EXERCISE INSTRUCTIONS: Reproduce the records below word for word, from the first line up to and including the line that contains "322;341;729;599".

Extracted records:
------------------------------------------------------------

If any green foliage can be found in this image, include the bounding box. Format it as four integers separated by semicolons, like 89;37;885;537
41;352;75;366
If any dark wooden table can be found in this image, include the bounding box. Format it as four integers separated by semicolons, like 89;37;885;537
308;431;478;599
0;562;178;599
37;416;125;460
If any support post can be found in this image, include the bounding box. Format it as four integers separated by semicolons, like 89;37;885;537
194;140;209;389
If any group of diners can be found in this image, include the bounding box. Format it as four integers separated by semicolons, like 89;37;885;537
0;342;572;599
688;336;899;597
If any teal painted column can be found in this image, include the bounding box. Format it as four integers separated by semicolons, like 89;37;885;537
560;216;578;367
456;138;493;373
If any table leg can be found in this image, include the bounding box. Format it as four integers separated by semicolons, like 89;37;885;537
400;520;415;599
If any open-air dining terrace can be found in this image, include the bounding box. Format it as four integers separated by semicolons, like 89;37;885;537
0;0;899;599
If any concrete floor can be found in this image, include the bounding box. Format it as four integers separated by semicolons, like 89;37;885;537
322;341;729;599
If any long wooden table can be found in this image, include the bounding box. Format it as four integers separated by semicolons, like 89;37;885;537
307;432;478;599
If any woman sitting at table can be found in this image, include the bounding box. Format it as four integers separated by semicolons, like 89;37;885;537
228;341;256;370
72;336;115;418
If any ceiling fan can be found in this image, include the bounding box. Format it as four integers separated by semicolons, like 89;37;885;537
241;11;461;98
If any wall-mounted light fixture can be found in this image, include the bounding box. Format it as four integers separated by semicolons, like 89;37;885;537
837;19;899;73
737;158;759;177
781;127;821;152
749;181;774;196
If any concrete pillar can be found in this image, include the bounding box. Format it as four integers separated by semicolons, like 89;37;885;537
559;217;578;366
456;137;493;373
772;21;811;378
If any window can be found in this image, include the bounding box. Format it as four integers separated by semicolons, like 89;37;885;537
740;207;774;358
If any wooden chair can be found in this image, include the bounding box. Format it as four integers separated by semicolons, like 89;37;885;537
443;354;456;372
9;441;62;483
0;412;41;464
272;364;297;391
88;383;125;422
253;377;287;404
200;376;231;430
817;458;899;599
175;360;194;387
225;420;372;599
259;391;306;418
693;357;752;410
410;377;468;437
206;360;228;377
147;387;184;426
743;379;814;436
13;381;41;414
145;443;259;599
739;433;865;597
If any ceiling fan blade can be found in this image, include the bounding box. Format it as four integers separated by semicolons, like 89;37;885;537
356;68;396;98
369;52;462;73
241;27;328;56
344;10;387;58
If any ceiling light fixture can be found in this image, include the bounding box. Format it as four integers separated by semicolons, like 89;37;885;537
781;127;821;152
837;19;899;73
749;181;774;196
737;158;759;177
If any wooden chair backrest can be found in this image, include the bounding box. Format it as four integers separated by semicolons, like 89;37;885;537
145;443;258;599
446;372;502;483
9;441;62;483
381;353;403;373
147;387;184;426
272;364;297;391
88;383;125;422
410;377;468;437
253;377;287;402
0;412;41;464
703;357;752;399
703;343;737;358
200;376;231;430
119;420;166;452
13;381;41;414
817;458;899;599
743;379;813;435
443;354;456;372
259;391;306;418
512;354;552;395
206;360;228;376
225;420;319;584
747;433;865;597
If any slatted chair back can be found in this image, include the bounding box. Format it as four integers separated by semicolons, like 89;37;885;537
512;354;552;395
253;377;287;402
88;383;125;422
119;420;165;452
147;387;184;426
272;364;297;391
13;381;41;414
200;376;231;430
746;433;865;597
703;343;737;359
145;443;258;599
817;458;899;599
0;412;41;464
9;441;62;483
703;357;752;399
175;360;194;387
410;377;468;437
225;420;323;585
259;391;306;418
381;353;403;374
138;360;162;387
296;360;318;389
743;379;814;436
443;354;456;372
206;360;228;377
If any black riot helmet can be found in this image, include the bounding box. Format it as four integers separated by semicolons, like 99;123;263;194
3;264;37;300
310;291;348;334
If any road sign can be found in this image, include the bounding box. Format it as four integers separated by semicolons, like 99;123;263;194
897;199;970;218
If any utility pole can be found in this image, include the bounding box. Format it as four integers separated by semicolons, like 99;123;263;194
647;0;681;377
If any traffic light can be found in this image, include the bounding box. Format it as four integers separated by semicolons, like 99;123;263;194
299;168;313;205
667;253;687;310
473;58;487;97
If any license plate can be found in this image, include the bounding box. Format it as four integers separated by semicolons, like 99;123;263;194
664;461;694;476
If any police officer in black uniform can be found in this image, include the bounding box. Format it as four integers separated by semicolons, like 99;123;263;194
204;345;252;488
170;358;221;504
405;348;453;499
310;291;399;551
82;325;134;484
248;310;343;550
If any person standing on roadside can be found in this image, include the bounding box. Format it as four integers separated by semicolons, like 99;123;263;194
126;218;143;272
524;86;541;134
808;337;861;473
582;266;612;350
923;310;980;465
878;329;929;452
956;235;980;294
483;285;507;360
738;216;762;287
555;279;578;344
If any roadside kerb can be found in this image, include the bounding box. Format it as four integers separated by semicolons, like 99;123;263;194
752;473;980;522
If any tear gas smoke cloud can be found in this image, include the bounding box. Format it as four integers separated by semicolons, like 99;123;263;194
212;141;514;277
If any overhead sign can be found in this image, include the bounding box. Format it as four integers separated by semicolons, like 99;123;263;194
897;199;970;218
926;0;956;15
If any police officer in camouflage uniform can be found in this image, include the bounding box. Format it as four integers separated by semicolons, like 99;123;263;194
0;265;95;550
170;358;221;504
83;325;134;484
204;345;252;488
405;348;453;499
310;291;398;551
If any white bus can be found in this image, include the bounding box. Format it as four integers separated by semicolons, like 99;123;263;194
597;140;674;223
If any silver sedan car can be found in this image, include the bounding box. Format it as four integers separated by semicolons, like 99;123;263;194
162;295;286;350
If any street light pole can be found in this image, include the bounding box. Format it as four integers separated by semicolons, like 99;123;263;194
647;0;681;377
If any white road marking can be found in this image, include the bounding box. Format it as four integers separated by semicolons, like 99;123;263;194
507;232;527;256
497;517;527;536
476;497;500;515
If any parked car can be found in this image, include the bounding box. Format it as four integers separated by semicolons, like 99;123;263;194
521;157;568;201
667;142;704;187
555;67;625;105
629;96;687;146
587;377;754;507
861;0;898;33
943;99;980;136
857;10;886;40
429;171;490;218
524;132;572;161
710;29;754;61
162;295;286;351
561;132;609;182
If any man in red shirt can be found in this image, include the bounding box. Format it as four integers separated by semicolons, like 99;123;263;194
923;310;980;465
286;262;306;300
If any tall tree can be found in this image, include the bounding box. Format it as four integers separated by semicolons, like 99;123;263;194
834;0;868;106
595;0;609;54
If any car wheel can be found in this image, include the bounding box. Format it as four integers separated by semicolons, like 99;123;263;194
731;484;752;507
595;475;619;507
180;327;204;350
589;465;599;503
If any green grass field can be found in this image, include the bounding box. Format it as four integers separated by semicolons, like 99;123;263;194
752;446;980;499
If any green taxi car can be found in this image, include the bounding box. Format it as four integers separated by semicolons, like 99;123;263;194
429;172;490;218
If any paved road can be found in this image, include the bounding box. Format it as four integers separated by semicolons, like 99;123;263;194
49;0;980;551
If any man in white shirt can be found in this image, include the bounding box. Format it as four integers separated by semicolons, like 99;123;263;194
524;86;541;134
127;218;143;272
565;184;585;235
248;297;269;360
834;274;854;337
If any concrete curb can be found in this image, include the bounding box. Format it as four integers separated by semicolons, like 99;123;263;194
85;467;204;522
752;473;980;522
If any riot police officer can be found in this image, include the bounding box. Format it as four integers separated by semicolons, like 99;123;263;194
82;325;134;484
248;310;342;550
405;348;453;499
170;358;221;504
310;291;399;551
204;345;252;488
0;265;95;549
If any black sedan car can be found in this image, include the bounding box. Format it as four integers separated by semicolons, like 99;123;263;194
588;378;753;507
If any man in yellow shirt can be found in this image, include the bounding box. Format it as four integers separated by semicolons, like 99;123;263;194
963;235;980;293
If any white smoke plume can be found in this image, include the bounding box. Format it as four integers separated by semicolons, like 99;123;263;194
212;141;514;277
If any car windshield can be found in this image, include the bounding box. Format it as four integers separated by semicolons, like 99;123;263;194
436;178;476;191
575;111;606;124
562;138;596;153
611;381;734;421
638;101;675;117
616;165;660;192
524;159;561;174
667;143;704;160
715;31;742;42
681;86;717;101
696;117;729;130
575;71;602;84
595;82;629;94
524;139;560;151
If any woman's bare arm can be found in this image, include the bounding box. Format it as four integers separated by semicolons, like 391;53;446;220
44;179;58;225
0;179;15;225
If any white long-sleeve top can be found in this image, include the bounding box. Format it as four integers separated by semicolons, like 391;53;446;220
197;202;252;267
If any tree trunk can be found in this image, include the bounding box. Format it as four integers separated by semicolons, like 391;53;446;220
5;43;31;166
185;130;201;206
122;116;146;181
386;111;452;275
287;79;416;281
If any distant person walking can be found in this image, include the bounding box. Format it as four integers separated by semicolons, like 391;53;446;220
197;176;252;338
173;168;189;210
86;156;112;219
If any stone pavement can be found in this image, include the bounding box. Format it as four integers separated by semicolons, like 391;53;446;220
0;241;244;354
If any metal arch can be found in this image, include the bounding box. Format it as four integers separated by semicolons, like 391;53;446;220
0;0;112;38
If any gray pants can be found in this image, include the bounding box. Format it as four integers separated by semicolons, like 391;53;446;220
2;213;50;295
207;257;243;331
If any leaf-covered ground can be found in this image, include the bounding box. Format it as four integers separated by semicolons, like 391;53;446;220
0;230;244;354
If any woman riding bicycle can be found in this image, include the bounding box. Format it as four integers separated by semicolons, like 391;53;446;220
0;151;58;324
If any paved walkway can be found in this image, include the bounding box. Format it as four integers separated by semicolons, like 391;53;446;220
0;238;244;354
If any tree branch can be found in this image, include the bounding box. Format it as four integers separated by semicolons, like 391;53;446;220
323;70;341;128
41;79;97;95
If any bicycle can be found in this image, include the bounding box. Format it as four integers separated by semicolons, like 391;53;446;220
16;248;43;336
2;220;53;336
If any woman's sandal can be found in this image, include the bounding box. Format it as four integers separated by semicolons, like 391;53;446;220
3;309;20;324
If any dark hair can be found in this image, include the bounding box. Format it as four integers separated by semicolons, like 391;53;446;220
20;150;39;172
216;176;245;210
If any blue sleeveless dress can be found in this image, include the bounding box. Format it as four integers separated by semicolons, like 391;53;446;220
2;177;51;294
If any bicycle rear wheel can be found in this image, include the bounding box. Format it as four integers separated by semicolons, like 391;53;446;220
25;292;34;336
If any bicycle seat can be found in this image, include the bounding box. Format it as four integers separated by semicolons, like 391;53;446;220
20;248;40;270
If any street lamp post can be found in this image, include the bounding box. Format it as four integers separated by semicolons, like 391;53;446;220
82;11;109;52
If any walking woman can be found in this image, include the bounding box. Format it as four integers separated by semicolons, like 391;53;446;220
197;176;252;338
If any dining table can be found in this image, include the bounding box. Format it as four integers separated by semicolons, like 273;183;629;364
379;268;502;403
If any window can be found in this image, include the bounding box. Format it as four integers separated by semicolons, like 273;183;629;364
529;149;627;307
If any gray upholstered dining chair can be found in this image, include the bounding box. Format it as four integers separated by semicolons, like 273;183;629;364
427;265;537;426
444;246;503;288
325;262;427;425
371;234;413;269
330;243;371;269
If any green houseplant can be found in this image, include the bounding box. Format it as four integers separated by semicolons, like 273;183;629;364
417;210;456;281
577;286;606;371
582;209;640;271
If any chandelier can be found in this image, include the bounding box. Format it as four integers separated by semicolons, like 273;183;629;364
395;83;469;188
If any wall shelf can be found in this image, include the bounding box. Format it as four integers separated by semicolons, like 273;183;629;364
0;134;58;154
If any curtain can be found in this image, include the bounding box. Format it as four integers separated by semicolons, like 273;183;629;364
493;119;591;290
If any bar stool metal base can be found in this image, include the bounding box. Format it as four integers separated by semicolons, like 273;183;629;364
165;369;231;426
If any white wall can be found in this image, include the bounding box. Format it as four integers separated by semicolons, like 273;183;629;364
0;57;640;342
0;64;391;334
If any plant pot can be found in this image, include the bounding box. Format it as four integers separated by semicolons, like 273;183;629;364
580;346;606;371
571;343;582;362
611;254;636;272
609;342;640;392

------------------------------------------------------------

THE OUTPUT:
If any green foliage can be found in this image, include the bounding box. Format it as four integers separated by semicolons, like 89;37;885;537
41;352;75;366
If any dark wooden table can be found in this image, include the bounding box. Format it as four integers separated by semicolons, like 89;37;885;537
308;431;478;599
0;562;178;599
37;416;125;460
If any support post can be found in this image, include the bounding box. Format it as four integers separated by semicolons, like 89;37;885;537
194;140;209;389
If any group of diners can be found in this image, include the bounding box. Format it as four integers separated by semicolons, like 89;37;885;537
0;342;572;599
688;336;899;597
If any teal painted column can be found in this image, include the bounding box. Format it as four integers separated by semicolons, like 89;37;885;537
560;216;578;367
456;138;493;373
If any table leg can be found in this image, include the bounding box. Format it as four integers separated by semicolons, like 89;37;885;537
400;520;415;599
If any open-air dining terrace can be found in this image, include the bounding box. Format it as four integers separated by semicolons, like 89;37;885;537
0;0;899;599
If any concrete floor can be found in this image, include the bounding box. Format it as four integers separated by semicolons, like 89;37;885;537
322;341;729;599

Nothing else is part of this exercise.